--- Start Supplied records ---
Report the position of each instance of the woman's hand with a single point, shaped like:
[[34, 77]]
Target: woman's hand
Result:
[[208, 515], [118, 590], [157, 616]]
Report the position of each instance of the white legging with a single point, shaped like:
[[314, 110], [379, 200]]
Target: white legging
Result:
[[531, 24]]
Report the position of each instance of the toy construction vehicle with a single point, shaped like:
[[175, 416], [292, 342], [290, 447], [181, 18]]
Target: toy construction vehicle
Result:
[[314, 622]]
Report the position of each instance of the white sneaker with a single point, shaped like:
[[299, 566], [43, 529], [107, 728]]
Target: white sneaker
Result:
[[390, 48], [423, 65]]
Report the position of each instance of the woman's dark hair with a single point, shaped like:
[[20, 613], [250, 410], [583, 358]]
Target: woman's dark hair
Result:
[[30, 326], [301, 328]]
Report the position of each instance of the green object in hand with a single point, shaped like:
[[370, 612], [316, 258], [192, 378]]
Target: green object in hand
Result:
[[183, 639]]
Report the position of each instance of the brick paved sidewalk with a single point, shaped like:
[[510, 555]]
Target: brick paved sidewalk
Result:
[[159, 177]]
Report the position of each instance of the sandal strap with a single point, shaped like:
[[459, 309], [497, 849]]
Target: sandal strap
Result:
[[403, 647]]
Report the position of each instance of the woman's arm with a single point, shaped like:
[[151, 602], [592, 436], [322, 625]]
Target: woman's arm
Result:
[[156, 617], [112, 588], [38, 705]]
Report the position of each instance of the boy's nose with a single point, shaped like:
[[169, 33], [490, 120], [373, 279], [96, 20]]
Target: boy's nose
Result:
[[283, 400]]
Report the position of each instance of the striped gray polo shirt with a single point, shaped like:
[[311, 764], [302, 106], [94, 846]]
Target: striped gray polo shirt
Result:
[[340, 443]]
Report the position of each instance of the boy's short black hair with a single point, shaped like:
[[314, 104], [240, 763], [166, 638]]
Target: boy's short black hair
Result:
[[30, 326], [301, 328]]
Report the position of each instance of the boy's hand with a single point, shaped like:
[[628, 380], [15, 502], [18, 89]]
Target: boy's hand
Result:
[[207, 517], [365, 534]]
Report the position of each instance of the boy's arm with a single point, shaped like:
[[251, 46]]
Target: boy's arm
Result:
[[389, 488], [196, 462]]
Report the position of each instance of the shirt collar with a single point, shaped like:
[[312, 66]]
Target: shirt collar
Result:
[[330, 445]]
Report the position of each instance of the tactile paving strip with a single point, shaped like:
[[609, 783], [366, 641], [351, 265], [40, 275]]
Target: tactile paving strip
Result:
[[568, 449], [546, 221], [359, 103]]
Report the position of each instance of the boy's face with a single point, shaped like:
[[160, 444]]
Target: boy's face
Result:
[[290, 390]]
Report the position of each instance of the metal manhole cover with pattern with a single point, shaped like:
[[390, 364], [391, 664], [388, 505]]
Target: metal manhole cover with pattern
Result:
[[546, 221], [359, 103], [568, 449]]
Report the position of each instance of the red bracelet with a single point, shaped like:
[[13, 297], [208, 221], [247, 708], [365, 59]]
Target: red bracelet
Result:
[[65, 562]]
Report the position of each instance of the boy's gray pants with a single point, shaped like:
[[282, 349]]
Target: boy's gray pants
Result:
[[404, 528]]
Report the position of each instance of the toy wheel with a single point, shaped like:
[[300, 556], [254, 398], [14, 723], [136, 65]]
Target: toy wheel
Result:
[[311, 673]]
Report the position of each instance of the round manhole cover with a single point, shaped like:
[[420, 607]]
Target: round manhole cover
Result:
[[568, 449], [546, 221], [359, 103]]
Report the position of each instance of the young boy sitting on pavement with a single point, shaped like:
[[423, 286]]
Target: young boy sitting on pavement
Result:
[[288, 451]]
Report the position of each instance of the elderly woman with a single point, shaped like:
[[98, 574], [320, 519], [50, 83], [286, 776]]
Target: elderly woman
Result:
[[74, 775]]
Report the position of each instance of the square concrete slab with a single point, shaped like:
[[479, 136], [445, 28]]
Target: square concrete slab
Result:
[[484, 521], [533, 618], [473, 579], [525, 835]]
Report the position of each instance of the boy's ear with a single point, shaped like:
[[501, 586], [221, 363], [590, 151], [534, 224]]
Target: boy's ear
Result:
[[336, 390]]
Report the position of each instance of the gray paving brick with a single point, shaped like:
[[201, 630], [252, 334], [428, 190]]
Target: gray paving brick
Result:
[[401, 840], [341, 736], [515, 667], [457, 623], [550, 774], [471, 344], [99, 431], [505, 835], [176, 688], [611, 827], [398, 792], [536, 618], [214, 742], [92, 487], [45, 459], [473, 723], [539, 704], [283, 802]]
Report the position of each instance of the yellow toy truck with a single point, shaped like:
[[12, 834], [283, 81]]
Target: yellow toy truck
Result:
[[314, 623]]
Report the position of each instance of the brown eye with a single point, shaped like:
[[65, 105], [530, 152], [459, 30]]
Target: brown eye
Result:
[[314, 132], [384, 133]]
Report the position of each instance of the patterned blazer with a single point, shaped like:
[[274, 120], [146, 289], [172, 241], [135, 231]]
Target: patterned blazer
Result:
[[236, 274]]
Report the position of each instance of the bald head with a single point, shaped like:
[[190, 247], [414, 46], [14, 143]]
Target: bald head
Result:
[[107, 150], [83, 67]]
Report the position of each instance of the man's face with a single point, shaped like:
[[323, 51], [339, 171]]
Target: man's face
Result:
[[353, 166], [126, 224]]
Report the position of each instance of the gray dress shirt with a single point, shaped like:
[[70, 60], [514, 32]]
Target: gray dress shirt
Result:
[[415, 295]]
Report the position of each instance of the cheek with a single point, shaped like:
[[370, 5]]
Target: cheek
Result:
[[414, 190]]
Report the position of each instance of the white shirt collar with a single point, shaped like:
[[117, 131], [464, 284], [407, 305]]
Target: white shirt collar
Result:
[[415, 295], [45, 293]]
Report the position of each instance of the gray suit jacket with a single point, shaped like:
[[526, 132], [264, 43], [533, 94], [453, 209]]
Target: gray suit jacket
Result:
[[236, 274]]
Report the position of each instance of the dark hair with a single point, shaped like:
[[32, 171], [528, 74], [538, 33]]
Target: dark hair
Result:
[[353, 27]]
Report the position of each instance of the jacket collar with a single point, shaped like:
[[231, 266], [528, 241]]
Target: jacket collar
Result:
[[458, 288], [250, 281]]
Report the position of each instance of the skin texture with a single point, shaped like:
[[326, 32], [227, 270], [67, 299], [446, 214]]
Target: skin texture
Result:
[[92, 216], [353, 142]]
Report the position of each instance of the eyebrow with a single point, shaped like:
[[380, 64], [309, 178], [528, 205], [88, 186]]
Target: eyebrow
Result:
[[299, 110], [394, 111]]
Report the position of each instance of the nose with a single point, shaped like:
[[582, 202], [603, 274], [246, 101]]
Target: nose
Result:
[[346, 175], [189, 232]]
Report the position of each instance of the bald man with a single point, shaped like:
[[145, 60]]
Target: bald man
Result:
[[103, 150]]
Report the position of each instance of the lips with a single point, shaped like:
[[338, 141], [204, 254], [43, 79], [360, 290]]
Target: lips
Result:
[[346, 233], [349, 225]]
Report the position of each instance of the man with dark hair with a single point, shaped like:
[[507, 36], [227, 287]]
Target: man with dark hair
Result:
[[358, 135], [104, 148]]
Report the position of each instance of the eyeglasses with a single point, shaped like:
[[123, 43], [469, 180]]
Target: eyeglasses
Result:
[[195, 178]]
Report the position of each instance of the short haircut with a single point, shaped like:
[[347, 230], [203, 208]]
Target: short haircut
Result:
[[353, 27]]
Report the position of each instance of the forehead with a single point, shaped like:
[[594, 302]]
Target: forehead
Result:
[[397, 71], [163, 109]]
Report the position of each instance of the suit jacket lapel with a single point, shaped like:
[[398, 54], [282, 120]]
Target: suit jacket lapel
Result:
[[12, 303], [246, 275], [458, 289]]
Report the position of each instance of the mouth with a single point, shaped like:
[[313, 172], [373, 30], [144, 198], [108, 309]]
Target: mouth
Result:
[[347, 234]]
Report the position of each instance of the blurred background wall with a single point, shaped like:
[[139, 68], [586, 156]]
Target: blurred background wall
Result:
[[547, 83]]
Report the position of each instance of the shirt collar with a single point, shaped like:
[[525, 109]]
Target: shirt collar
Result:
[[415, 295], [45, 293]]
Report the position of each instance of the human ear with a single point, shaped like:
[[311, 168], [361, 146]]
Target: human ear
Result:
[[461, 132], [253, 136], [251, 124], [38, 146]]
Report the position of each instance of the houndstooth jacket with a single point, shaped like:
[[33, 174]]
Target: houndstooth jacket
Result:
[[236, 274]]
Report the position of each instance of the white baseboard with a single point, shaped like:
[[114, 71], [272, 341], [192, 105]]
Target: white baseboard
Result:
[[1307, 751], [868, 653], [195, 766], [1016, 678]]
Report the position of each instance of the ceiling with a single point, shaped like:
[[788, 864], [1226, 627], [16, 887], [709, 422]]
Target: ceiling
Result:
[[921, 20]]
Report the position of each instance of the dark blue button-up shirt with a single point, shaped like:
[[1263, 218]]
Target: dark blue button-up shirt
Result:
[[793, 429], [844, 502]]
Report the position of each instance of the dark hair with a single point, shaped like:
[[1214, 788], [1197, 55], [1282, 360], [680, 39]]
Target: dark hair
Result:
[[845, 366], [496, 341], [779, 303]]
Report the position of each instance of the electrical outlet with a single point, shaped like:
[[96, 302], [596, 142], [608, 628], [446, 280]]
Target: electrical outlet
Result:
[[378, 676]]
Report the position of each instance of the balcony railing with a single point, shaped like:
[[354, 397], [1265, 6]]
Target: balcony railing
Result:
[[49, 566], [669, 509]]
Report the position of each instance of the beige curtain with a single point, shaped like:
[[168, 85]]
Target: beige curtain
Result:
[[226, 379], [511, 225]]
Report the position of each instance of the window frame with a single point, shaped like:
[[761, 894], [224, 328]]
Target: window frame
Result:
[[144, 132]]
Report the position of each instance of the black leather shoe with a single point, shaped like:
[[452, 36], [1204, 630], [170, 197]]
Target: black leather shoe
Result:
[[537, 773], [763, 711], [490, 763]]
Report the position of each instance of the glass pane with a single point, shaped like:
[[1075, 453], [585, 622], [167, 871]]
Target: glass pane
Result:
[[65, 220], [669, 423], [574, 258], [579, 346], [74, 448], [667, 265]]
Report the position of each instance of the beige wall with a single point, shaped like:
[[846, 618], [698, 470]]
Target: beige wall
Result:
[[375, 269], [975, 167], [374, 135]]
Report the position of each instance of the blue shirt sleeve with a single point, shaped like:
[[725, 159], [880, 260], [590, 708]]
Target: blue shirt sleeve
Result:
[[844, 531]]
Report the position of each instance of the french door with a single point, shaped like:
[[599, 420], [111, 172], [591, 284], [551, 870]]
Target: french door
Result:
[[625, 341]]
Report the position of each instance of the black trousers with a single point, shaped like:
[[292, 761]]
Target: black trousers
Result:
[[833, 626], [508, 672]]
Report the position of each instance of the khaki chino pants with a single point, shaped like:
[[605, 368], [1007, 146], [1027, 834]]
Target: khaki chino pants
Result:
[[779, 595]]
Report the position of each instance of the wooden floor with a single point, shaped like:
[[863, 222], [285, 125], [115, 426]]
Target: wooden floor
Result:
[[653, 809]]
--- End Supplied records ---
Your instructions :: Can you lay out every nonblank line as a Markdown table with the columns No. and Text, starting at the line that contains "Report the position of each instance of the green" and ending at the line that contains "[[159, 177]]"? Include both of those lines.

Solution to this problem ::
| No. | Text |
|---|---|
| 1 | Report the position of each instance of the green object in hand with a single point, shaped like: |
| 2 | [[370, 612], [316, 258], [192, 378]] |
| 3 | Target: green object in hand |
| 4 | Result: |
| 5 | [[183, 639]] |
| 6 | Report the position of each instance of the brick paved sidewalk with a single point, shaped like: |
| 7 | [[510, 555]] |
| 8 | Target: brick paved sidewalk |
| 9 | Result: |
| 10 | [[159, 177]] |